Prompt:
From the first line of the records down to the one that holds "A colleague needs the location of the tree in", transcribe each line exactly and add nothing.

Items from a data source:
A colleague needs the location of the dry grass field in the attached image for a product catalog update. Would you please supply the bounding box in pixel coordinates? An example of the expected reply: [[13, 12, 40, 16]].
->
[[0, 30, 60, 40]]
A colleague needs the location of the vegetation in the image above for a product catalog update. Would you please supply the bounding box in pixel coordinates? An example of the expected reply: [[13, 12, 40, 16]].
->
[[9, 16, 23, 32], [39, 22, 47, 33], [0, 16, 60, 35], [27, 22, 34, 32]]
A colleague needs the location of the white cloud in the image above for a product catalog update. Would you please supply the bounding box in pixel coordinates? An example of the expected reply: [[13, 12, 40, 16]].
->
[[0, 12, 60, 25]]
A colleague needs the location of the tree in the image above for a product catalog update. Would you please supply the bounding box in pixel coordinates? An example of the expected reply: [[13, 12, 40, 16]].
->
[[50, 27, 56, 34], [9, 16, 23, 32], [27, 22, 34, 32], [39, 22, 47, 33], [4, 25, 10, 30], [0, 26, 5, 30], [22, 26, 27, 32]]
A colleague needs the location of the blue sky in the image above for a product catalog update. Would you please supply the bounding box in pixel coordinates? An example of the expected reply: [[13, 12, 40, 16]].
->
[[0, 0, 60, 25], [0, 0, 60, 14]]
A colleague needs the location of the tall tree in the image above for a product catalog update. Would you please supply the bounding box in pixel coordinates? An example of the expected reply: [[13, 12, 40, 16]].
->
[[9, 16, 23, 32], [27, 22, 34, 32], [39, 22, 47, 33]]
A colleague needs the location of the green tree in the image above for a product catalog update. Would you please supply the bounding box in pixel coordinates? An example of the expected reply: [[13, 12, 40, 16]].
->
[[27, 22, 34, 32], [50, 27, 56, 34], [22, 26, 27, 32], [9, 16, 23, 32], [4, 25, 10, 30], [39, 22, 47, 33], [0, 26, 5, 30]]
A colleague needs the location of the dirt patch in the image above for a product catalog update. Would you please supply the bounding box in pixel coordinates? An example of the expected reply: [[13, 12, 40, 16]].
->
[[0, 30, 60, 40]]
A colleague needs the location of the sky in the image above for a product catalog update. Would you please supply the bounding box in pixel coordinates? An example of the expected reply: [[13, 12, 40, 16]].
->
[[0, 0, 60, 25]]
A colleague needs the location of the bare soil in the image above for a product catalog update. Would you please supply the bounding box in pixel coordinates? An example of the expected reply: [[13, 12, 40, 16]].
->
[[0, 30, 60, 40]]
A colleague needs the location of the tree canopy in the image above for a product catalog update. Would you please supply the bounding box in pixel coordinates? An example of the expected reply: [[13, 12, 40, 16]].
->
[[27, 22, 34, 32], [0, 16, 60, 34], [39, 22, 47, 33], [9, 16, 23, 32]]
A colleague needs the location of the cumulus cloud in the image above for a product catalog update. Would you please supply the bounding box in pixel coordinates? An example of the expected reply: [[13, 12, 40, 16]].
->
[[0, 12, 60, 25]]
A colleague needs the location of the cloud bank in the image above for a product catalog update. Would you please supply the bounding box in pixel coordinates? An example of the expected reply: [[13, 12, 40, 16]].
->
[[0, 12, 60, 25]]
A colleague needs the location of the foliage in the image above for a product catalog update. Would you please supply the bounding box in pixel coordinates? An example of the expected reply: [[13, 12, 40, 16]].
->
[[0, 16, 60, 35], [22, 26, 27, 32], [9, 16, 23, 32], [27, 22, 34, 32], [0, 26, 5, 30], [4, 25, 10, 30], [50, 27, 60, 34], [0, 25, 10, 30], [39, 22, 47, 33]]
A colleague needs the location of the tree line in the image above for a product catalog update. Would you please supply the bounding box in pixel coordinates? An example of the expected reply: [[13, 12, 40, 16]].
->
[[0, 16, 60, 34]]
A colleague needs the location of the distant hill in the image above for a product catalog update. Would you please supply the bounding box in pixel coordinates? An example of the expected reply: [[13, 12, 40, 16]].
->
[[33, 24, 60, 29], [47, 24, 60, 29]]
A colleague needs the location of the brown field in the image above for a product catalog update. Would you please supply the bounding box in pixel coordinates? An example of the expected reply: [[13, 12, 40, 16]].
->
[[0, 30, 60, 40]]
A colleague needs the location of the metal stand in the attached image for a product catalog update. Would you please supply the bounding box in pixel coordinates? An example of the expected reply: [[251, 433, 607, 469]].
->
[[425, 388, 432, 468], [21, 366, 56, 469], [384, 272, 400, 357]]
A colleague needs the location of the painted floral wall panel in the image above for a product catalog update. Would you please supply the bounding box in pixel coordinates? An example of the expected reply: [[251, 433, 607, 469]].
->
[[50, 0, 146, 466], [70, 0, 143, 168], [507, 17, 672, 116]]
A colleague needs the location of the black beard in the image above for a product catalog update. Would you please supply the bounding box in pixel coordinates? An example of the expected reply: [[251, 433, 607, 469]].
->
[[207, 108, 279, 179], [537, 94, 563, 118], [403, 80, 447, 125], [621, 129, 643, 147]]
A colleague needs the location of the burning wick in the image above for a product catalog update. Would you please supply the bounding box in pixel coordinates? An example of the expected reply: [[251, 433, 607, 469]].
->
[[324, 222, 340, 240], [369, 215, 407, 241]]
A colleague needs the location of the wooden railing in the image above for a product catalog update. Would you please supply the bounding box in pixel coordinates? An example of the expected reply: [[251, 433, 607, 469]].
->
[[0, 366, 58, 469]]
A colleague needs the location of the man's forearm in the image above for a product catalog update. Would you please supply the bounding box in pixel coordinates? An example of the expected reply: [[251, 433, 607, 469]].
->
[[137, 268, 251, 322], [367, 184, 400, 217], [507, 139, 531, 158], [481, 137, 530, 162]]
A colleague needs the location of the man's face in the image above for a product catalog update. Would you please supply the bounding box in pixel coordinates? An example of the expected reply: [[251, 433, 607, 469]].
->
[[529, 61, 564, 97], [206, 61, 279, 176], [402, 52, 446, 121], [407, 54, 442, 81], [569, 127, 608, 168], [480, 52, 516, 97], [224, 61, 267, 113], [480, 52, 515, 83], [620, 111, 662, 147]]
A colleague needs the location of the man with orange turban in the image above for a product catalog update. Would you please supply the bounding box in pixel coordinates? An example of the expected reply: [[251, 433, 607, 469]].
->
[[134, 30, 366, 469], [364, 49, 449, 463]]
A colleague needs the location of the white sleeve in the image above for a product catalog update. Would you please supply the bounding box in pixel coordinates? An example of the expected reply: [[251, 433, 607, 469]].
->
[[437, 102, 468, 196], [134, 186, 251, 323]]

Worked solution:
A colleague needs the location of the dry grass field in the attached image for a product catalog update. Would you please supply the bounding box in pixel coordinates? An example of the expected reply: [[13, 12, 40, 16]].
->
[[0, 30, 60, 40]]
A colleague needs the location of the vegetation in the image above for a product catalog update. Would you please supply the bounding box in pixel coordinates? An example of the expected reply: [[13, 12, 40, 16]].
->
[[9, 16, 23, 32], [39, 22, 47, 33], [0, 16, 60, 35], [27, 22, 34, 32]]
A colleague needs the location of the white cloud in the image above for a product catalog update. Would you please supply the bounding box in pixel coordinates? An example of the expected reply: [[13, 12, 40, 16]].
->
[[0, 12, 60, 25]]
A colleague needs the location of the tree in the image above for a product catalog update. Would you please supply the bounding box in pixel coordinates? An example of the expected reply: [[13, 12, 40, 16]].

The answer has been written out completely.